== Selected passage ==
Considering Plaintiff’s age, education, work experience, and residual
functional capacity, there are jobs that exist in significant numbers in
the national economy that he can perform.
(Doc. 10-2, PageID 56-63.) These findings led the ALJ to conclude that Plaintiff does not
meet the definition of disability and so is not entitled to benefits. (Id. at PageID 63.)
LAW AND ANALYSIS
Plaintiff contends that the ALJ erred by insufficiently evaluating whether
Plaintiff’s impairments met or equaled Listing 12.03. (Doc. 13, PageID 1041-44.)
Plaintiff also argues that the ALJ erred in evaluating Plaintiff’s RFC and failed to carry
the Step Five burden. (Id. at PageID 1044-46.) The Court concludes that these arguments
are not well-taken. For the reasons stated below, the Court finds that the ALJ sufficiently
evaluated Plaintiff’s impairments and the RFC is supported by substantial evidence.

== Supplied records ==
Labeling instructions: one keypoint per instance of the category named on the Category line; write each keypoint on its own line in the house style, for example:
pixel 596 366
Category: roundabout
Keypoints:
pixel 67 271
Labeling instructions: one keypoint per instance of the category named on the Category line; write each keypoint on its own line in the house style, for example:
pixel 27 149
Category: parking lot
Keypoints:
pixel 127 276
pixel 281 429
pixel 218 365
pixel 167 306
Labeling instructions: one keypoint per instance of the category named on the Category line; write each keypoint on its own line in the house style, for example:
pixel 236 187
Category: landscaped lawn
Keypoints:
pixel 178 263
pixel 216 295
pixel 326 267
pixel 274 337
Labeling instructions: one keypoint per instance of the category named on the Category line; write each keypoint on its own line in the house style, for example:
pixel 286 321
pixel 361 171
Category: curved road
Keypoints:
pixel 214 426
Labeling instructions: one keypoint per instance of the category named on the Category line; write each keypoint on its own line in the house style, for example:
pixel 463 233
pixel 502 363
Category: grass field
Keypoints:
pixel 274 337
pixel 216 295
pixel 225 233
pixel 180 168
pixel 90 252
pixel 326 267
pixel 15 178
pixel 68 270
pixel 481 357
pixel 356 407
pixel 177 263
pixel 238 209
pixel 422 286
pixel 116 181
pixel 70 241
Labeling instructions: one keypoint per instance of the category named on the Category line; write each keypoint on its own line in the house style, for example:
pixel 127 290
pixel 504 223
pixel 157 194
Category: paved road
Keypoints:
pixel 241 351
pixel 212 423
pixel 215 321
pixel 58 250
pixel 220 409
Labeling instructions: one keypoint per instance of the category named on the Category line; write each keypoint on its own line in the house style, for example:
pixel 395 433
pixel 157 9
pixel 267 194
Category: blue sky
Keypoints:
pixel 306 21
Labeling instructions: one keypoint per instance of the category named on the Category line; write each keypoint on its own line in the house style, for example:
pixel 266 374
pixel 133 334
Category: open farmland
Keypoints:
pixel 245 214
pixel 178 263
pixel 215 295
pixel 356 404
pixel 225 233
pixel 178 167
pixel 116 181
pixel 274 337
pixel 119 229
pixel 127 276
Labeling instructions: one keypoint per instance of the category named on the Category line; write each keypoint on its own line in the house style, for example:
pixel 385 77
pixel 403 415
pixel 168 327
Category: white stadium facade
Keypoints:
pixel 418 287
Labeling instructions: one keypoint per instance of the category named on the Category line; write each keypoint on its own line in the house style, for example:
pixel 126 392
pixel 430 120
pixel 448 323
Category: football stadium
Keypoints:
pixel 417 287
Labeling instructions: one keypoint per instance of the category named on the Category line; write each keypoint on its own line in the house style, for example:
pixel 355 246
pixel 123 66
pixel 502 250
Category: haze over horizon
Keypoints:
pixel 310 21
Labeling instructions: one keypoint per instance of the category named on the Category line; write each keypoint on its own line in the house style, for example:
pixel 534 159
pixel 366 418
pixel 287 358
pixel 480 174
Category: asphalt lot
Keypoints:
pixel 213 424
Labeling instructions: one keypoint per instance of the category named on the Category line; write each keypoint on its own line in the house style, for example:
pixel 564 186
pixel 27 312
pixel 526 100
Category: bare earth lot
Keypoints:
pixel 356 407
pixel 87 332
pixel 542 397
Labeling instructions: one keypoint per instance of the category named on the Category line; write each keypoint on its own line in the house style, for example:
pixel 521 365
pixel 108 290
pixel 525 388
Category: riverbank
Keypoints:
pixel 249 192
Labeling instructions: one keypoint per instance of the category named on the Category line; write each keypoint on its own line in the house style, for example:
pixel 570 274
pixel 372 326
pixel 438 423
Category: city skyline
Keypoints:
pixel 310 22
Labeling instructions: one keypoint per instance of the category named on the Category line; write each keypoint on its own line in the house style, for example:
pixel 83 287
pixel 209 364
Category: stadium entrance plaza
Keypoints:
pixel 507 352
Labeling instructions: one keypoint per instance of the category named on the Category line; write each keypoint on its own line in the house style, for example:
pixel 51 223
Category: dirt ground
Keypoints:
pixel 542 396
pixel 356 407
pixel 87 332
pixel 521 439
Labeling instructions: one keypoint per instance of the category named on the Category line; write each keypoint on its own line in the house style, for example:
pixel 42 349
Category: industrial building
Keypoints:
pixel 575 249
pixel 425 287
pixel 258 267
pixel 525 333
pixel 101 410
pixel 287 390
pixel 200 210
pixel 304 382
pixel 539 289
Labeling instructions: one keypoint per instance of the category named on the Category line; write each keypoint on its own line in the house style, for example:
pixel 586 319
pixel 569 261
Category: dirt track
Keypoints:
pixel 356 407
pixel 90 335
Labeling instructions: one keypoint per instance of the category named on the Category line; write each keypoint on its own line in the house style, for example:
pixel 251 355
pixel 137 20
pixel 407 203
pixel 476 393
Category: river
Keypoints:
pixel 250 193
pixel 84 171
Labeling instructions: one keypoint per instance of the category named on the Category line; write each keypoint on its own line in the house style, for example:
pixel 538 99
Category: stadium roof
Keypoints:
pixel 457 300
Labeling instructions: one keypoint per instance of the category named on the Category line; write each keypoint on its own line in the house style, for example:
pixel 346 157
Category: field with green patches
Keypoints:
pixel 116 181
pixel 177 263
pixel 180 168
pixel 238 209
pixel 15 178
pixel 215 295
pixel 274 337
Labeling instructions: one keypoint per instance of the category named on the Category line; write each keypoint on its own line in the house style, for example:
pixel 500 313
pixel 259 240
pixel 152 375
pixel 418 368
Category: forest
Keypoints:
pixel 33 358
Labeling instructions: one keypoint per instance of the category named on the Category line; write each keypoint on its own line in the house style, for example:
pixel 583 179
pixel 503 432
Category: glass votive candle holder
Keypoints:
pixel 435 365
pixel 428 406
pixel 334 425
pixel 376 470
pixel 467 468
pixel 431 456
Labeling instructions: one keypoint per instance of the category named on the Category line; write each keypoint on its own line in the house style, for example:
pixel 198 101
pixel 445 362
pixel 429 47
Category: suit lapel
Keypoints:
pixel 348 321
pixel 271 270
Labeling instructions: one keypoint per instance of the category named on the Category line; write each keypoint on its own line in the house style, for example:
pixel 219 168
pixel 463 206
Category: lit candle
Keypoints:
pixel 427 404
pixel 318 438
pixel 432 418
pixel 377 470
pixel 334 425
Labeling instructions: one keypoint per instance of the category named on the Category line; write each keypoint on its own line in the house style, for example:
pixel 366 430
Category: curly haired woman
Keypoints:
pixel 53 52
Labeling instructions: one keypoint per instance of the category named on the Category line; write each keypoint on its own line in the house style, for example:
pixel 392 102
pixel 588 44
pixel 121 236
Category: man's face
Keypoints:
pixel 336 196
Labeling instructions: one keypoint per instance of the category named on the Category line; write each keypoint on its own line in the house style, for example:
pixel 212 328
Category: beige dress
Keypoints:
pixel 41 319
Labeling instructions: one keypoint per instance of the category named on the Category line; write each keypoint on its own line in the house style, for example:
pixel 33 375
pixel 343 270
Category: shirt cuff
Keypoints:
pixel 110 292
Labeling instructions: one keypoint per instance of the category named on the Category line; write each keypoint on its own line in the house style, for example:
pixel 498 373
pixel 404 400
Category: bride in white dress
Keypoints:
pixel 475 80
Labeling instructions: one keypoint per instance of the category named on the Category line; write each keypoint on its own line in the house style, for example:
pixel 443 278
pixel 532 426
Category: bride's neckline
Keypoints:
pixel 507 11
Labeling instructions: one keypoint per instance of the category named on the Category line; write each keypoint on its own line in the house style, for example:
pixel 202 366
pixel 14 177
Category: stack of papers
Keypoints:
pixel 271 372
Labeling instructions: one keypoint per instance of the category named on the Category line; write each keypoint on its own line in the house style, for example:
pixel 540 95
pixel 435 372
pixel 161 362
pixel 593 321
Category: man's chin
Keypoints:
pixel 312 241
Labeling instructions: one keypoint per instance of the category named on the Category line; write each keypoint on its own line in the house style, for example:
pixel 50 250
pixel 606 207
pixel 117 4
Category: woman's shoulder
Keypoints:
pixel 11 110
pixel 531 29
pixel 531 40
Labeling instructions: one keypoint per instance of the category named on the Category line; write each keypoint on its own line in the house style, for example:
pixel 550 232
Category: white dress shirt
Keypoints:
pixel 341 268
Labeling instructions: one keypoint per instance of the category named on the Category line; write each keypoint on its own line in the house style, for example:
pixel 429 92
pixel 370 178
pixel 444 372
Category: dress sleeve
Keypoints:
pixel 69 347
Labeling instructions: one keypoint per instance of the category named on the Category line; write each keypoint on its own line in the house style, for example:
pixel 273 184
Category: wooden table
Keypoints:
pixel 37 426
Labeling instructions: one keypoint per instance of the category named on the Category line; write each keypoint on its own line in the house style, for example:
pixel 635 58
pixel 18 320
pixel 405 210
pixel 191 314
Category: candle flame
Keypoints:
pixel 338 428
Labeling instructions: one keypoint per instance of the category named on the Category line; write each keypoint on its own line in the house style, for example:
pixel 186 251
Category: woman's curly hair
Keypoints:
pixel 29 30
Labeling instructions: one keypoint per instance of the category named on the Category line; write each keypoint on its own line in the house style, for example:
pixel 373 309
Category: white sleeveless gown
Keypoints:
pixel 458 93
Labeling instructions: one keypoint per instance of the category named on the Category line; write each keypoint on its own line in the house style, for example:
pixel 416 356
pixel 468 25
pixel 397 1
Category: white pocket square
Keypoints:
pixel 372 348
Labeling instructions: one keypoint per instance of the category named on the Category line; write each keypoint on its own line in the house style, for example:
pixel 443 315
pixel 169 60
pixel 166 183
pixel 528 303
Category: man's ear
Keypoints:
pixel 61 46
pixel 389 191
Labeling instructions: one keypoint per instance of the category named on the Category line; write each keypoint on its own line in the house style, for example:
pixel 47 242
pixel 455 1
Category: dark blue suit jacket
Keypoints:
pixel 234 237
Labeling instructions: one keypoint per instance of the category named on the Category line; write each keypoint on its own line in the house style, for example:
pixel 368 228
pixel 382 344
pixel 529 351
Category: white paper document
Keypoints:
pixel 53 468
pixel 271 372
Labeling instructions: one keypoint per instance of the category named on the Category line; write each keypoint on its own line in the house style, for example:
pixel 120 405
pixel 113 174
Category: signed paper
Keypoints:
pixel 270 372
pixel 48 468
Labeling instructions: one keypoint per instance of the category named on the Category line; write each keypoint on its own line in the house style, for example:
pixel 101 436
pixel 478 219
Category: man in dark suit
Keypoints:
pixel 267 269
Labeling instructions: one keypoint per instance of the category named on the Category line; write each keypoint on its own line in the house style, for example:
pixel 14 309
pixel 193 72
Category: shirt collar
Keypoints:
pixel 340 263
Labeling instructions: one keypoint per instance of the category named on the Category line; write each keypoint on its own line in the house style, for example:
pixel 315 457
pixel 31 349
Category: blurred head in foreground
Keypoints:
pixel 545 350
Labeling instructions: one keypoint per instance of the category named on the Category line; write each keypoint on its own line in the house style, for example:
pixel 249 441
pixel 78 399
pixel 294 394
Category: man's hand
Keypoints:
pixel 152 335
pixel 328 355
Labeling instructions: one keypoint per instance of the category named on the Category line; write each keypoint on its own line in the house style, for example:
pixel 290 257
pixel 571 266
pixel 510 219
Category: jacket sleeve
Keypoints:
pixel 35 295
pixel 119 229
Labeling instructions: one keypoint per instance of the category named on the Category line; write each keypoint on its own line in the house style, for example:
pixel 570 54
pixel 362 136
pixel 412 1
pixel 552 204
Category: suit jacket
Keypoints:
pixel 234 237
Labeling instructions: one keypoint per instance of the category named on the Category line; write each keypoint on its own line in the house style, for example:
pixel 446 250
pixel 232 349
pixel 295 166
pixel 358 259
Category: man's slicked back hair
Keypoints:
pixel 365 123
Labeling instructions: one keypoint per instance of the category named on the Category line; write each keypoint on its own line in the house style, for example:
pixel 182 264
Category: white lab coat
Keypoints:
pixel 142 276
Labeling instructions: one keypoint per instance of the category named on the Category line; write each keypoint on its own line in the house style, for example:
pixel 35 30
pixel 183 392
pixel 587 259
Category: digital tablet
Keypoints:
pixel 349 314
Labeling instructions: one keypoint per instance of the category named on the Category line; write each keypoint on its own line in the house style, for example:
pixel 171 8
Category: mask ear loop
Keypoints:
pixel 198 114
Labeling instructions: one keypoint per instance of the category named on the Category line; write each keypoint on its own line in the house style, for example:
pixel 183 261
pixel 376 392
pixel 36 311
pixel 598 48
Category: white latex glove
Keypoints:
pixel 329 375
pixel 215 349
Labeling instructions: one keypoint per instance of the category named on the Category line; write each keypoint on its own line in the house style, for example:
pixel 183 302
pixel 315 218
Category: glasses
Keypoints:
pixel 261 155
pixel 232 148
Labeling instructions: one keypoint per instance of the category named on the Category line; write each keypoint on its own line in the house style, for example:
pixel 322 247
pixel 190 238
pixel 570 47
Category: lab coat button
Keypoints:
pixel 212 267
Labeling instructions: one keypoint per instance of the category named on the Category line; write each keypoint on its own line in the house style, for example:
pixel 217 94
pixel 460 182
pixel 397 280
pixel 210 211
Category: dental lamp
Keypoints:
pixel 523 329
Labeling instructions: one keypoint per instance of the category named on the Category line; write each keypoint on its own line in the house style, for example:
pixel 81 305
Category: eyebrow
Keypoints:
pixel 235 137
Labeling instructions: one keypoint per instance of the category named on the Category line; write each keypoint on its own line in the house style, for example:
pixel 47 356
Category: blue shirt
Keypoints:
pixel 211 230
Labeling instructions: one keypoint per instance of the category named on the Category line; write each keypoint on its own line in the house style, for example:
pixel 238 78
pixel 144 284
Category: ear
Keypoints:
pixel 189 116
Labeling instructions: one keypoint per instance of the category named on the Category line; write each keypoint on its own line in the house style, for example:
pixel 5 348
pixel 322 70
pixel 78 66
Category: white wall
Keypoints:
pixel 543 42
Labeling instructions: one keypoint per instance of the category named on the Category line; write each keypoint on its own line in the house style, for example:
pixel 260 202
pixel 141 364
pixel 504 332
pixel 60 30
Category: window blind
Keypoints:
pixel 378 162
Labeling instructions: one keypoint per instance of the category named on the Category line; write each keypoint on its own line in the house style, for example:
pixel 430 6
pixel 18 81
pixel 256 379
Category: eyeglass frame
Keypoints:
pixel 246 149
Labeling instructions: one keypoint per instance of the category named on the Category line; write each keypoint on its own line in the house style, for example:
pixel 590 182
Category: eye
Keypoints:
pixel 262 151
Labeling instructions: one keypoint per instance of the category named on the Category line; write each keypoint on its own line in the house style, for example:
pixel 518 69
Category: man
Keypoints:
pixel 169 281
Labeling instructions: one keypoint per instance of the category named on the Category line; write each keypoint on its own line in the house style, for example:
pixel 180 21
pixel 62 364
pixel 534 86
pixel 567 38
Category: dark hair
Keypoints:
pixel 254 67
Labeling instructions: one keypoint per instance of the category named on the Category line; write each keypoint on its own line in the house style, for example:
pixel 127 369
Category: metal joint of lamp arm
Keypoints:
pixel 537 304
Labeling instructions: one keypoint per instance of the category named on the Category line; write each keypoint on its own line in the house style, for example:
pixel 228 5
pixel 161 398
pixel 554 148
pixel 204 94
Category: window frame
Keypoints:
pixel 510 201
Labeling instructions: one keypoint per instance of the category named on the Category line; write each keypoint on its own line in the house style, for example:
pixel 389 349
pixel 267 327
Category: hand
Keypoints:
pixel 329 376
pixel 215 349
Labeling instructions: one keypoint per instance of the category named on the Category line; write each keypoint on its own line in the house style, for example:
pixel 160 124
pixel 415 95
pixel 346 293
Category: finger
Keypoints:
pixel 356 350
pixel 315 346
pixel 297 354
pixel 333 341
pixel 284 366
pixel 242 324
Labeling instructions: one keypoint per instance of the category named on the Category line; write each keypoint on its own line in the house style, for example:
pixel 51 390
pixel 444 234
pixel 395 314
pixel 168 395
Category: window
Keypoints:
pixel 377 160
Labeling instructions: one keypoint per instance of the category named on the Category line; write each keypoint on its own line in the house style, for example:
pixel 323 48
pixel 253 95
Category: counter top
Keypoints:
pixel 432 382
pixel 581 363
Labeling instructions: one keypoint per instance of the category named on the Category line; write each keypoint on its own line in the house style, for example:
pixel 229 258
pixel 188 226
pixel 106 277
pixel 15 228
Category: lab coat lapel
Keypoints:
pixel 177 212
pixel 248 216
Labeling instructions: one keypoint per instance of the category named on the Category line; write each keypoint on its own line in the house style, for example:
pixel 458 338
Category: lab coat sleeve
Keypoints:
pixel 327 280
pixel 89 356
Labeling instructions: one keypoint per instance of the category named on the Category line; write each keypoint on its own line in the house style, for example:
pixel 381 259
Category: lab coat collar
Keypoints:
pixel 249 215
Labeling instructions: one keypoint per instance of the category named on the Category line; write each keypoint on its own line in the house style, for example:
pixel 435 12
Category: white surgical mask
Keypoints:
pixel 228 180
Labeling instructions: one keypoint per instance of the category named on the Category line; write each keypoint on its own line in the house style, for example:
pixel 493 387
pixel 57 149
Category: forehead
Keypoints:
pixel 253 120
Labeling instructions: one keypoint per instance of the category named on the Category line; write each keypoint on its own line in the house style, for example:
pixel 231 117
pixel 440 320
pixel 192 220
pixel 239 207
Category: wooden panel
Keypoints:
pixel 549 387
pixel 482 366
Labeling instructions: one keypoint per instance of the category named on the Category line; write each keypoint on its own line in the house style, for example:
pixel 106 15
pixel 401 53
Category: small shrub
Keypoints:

== Problems and tasks ==
• 1. In the court opinion excerpt, list each parenthetical record citation in the order it appears.
• 2. Update the court opinion excerpt starting at "Considering Plaintiff’s age, education, work" and ending at "he can perform.", with "jobs" replaced by "positions".
• 3. Take the court opinion excerpt further, continuing its analysis after the last sentence shown.

== Answers given ==
• 1.
(Doc. 10-2, PageID 56-63.)
(Id. at PageID 63.)
(Doc. 13, PageID 1041-44.)
(Id. at PageID 1044-46.)

• 2.
Considering Plaintiff’s age, education, work experience, and residual
functional capacity, there are positions that exist in significant numbers in
the national economy that he can perform.

• 3.
The ALJ’s Step 3 Analysis
A claimant will be found “disabled” at Step Three of the sequential evaluation if
his impairment meets or equals one of the listings in the Listing of Impairments. 20
C.F.R. § 416.920(a)(4)(iii); Turner v. Comm'r of Soc. Sec., 381 F. App'x 488, 491 (6th
Cir. 2010). Each listing specifies “the objective medical and other findings needed to
satisfy the criteria of that listing.” 20 C.F.R. § 416.925(c)(3); Reynolds v. Comm'r of Soc.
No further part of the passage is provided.